== DATA SHOWN
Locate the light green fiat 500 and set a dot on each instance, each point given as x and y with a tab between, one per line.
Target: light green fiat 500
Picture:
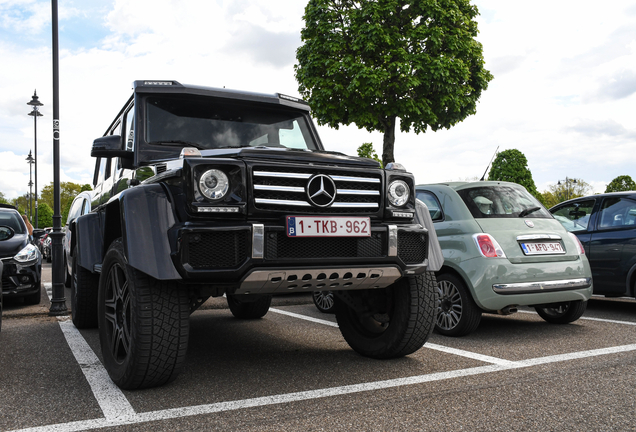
502	249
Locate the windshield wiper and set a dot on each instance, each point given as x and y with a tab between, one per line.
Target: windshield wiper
528	211
178	143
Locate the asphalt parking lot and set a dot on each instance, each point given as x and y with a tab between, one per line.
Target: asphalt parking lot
292	370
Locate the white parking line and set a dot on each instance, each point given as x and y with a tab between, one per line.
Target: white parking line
119	412
593	319
110	398
304	317
469	354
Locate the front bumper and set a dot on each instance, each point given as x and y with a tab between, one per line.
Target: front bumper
20	279
247	255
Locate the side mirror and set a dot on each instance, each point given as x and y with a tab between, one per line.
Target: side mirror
6	232
110	146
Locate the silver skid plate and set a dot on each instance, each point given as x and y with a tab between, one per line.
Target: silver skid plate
333	279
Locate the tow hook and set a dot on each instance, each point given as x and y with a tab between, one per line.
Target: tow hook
508	310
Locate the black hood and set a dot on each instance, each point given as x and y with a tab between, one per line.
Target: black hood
293	155
10	247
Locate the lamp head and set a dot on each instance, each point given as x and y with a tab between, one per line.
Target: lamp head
34	100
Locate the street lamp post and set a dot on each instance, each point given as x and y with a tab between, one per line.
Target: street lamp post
567	186
30	161
58	302
35	103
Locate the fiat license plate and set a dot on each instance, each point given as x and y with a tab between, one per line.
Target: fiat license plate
542	248
339	226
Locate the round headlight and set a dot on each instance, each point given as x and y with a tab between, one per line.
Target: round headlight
213	184
29	253
399	193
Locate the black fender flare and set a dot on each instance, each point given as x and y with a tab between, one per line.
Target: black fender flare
146	216
630	282
142	216
88	241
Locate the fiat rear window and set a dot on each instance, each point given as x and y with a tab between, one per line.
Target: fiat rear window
502	202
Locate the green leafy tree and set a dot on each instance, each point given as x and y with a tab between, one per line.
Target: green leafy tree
620	184
45	215
22	204
511	165
366	150
572	188
68	191
370	62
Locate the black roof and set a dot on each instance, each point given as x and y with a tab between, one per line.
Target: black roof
146	86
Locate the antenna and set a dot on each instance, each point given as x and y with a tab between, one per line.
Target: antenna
493	158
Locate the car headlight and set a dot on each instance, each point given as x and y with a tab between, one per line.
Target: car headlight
399	193
213	184
29	253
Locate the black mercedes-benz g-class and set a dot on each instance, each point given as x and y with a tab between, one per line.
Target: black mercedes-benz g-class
205	192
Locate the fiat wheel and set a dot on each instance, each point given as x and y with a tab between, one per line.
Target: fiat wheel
457	313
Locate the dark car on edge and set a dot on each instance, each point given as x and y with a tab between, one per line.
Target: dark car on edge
22	261
606	226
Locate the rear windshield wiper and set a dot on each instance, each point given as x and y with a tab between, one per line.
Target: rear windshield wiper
528	211
178	143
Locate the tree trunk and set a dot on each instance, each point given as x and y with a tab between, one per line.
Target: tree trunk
389	141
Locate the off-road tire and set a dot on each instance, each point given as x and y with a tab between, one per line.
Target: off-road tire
399	324
249	310
143	324
562	313
84	290
457	312
67	276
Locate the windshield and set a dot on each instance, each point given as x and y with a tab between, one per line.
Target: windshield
502	202
208	123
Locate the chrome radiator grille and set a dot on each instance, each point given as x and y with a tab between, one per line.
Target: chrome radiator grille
285	189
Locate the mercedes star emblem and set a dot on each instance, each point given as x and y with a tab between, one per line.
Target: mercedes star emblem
321	190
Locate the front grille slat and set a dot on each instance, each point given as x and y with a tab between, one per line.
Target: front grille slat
283	189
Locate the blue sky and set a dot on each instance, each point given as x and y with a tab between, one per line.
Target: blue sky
564	91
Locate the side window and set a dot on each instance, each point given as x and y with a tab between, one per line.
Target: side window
107	169
87	207
576	216
432	203
617	213
130	129
100	171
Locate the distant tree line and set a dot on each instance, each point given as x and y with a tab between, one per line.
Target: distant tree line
68	191
512	166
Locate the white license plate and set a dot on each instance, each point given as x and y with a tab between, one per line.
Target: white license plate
542	248
338	226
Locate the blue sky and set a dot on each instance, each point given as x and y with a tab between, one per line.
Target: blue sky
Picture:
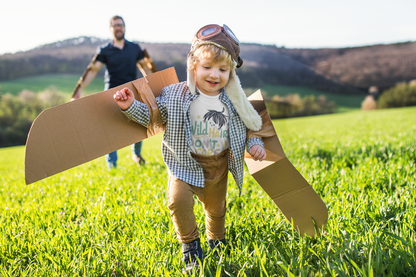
294	24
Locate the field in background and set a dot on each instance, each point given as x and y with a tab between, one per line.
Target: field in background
88	221
64	83
344	103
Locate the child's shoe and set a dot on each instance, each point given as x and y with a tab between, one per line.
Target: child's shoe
217	246
191	253
138	159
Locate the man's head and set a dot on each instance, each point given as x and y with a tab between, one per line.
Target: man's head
117	27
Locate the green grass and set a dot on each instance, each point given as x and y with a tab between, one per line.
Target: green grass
64	83
88	221
343	102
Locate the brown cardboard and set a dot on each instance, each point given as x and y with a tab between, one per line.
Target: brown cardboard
295	198
82	130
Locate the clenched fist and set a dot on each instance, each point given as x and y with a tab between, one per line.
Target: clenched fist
124	98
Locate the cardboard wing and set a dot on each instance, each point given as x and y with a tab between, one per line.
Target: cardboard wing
294	196
83	130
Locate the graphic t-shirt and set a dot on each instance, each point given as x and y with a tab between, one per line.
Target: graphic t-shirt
209	119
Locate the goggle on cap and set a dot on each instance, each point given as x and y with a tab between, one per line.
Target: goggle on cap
222	37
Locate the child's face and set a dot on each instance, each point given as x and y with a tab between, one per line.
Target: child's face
210	76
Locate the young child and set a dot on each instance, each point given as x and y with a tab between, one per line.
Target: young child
206	122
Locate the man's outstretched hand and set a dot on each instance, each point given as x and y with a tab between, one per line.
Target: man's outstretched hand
124	98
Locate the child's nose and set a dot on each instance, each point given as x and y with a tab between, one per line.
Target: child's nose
214	73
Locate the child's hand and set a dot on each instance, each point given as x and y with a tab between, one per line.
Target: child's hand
124	98
257	152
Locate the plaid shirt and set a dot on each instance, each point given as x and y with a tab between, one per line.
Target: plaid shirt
174	104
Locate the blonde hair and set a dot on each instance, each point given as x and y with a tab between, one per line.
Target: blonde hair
210	51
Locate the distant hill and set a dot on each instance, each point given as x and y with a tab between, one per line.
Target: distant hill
347	71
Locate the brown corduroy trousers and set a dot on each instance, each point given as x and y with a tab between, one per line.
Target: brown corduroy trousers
212	195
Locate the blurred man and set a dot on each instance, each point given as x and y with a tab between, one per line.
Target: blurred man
121	58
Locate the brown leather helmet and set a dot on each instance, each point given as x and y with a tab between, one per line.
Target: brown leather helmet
222	37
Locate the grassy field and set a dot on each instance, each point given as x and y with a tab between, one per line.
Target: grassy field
344	103
88	221
64	83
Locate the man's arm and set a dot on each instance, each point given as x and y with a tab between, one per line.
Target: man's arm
84	81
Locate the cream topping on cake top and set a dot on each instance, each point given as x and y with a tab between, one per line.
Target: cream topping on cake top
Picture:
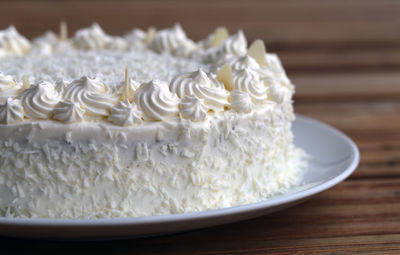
====
WHAT TO PRODUCE: Present all of the data above as a numbered list with one line per number, dropping any blank lines and leaving out the pictures.

RESPONSE:
1. Locate the light green fiat 500 and set a dot on each instance, each point given as x and y with a tab between, one per line.
2. Target: light green fiat 500
3. Picture:
4. 502	249
5. Locate the windshield wiper and set a dot on each instance, each point given as x and y with a tab between, one per line.
6. Target: windshield wiper
7. 528	211
8. 178	143
9. Locate the asphalt parking lot and set a dot on each instance, each point given as x and y with a tab between, one per line.
10. Target: asphalt parking lot
11. 292	370
12. Locate the white parking line and set a dot on each instance, each point given as x and y with a tab between, one per line.
13. Target: white parking line
14. 119	412
15. 593	319
16. 110	398
17. 304	317
18. 469	354
19. Locate the front bumper and set a dot on each instance, each point given as x and y with a tab between, one per line.
20. Target: front bumper
21. 20	279
22. 247	255
23. Locate the side mirror and set a dot on each instance, each point given as x and y with a tab between, one per line.
24. Target: side mirror
25. 6	232
26. 110	146
27. Locate the silver skid plate and set a dot on each instance, each point given as x and y with a tab between, one per line.
28. Target: silver skid plate
29. 333	279
30. Locate the tow hook and set a dot on each instance, each point given as x and y with a tab between, one per line.
31. Target: tow hook
32. 508	310
33. Locate the black hood and set a dot on each instance, each point given as x and y with a tab between, one per line.
34. Target: black hood
35. 293	155
36. 10	247
37. Locate the lamp head and set a dot on each instance, each point given as x and y with a tab between, one per line.
38. Target: lamp head
39. 34	100
40. Locate the street lamp post and set a dot on each instance, each point given as x and y with a tab between, one per line.
41. Target: street lamp post
42. 567	186
43. 30	161
44. 58	302
45. 35	103
46. Locate the fiat license plate and set a dot on each instance, each point given as x and y with a tab between, one per line.
47. Target: fiat license plate
48. 542	248
49. 339	226
50. Locate the round headlight and set a dot on each instance, each point given as x and y with a tab between, one per line.
51. Target: round headlight
52. 213	184
53. 29	253
54. 399	193
55. Locate the black fender flare and set a dot on each instance, each point given as x and y with a tab between, one per line.
56. Target: black fender flare
57. 146	216
58. 630	282
59. 142	216
60. 88	241
61. Locate the fiat rear window and set a dot on each instance, each point given as x and y with a tab between, one per line.
62. Target: fiat rear window
63. 502	202
64. Locate the green leafy tree and set a dot on each instance, each point given as x and y with a tab between, one per line.
65. Target: green leafy tree
66. 620	184
67. 45	215
68. 22	204
69. 511	165
70. 366	150
71. 572	188
72. 68	191
73. 370	62
74. Locate the black roof and set a dot on each instance, each point given as x and y with a tab between, one per line.
75. Target: black roof
76. 146	86
77. Locate the antenna and set a dot on each instance, each point given as x and y with a tab between, one per line.
78. Target: antenna
79. 493	158
80. Locate the car headlight and set a dot on each instance, each point given as x and y with a tab between, one per line.
81. Target: car headlight
82. 399	193
83. 213	184
84. 29	253
85. Locate the black mercedes-benz g-class and set a dot on each instance, each point given as x and y with a tab between, one per line.
86. Target: black mercedes-benz g-class
87. 205	192
88. Locate the fiat wheel and set a dot on each instance, each point given as x and y with a tab between, one per line.
89. Target: fiat wheel
90. 457	313
91. Locate the dark car on edge and set a dot on each instance, each point given as x and y with a tab between, one per line.
92. Target: dark car on edge
93. 22	261
94. 606	226
95. Locate the rear windshield wiper and set a dot on each instance, each point given as x and y with a tab between, one per line.
96. Target: rear windshield wiper
97. 528	211
98. 178	143
99. Locate the tree trunk and set a dot on each instance, each point given as x and y with a tab between, one per line.
100. Target: tree trunk
101. 389	141
102. Locate the off-road tire and set a dot on each instance, each point given as x and y with a tab between, one per line.
103. Target: off-road tire
104. 399	324
105. 249	310
106. 143	324
107. 562	313
108. 84	290
109. 457	312
110. 67	276
111. Locate the windshield and set a dot on each instance, each point given as x and y with a tab between, one per line.
112. Target: windshield
113. 502	202
114. 208	123
115. Locate the chrome radiator grille and set a dot on each instance, each point given as x and y with a tab between, one per line.
116. Target: chrome radiator grille
117. 285	189
118. Locate the mercedes star emblem and set a dot on each instance, each point given as x and y with a tab between, one per line.
119. Target: mercedes star emblem
120. 321	190
121. Locate the front grille slat and set a dot on each instance, each point given as x and y with a tab between, one per line.
122. Target: front grille slat
123. 283	189
124. Locate the blue sky and set a dot on each instance, each point given as x and y with a tab between, one per line.
125. Target: blue sky
126. 564	91
127. Locate the side window and set a dot on each instance, each point given as x and y with a tab between, one per line.
128. Target: side window
129. 107	169
130. 87	207
131. 576	216
132. 432	203
133. 617	213
134. 130	129
135. 100	171
136. Locate the distant tree line and set a dot on each instance, each point given as x and y with a tab between, one per line.
137. Target: distant tree line
138. 68	191
139. 512	166
140. Locate the white license plate and set a dot on each instance, each point given as x and y with a tab between, one per line.
141. Target: white license plate
142. 542	248
143. 338	226
144. Locate the blue sky and set a dot on each instance, each point given as x and y with a tab between, one per line.
145. Target: blue sky
146. Picture:
147. 294	24
148. Locate the field in background and set a dot on each instance, each point given as x and y with a tab between, one per line.
149. Target: field in background
150. 88	221
151. 64	83
152. 344	103
153. Locate the child's shoe and set a dot on each instance, each point given as x and y with a tab between, one per line.
154. Target: child's shoe
155. 217	246
156. 191	253
157. 138	159
158. Locate the man's head and set a dot on each instance, each point given as x and y with a tab between, one per line.
159. Target: man's head
160. 117	27
161. Locate the green grass and set a dot on each instance, each point given as x and y with a tab between, one per line.
162. Target: green grass
163. 64	83
164. 88	221
165. 343	102
166. Locate the brown cardboard and set a dot on each instance, each point given as x and y with a tab between, one per line.
167. Target: brown cardboard
168. 295	198
169. 82	130
170. Locate the clenched fist and set a dot on each instance, each point given as x and y with a tab between, one per line.
171. Target: clenched fist
172. 124	98
173. Locate the cardboard wing and set a dot on each instance, each point given as x and y with a tab between, one per line.
174. Target: cardboard wing
175. 294	196
176. 83	130
177. Locate the graphic t-shirt and set a dot on each instance, each point given as x and y with a tab between, one per line.
178. Target: graphic t-shirt
179. 209	119
180. Locate the goggle on cap and set a dot on each instance, each point given as x and y with a tab between, one per line.
181. Target: goggle on cap
182. 222	37
183. Locate the child's face and set a dot on each instance, each point given as x and y with a tab between, one per line.
184. Target: child's face
185. 210	76
186. Locate the young child and set a dot on each instance, each point given as x and y with a tab between, one per line.
187. Target: young child
188. 206	122
189. Locate the man's outstretched hand and set a dot on each instance, each point given as x and y with a tab between, one per line.
190. Target: man's outstretched hand
191. 124	98
192. Locate the child's nose and set a dot on each instance, each point given as x and y with a tab between, one per line.
193. Target: child's nose
194. 214	73
195. Locate the child's hand and set a dot on each instance, each point given as x and y with a tab between, one per line.
196. Target: child's hand
197. 124	98
198. 257	152
199. Locate the plaid shirt and set a dot on each instance, each point given as x and y with a tab between, one per line.
200. Target: plaid shirt
201. 174	104
202. Locate the blonde hair and set a dot on each instance, each point given as x and y with a tab between, one per line.
203. Target: blonde hair
204. 210	51
205. Locate the distant hill and set a dot on each instance, each point given as x and y with a tab between, one per line.
206. Target: distant hill
207. 347	71
208. Locate the brown corduroy trousers and set a dot on each instance, each point given as x and y with a tab between, one per line.
209. Target: brown corduroy trousers
210. 212	195
211. Locate the blurred man and set a dot on each instance, each point given as x and y with a tab between, one per line.
212. Target: blurred man
213. 121	58
214. Locate the brown leather helmet and set a dot on each instance, each point given as x and y with a tab between, one per line.
215. Target: brown leather helmet
216. 222	37
217. Locate the grassy field and set a dot on each instance, each point given as x and y with a tab between, one per line.
218. Target: grassy field
219. 344	103
220. 88	221
221. 64	83
222. Locate the man's arm and set a dot on each instance, each point given as x and y with a tab between, one per line.
223. Target: man's arm
224. 84	81
225. Locate the cream topping on cake top and set a dot on each instance, each point given as x and y with a tab between, one per line.
226. Target: cream topping on cake top
227. Picture:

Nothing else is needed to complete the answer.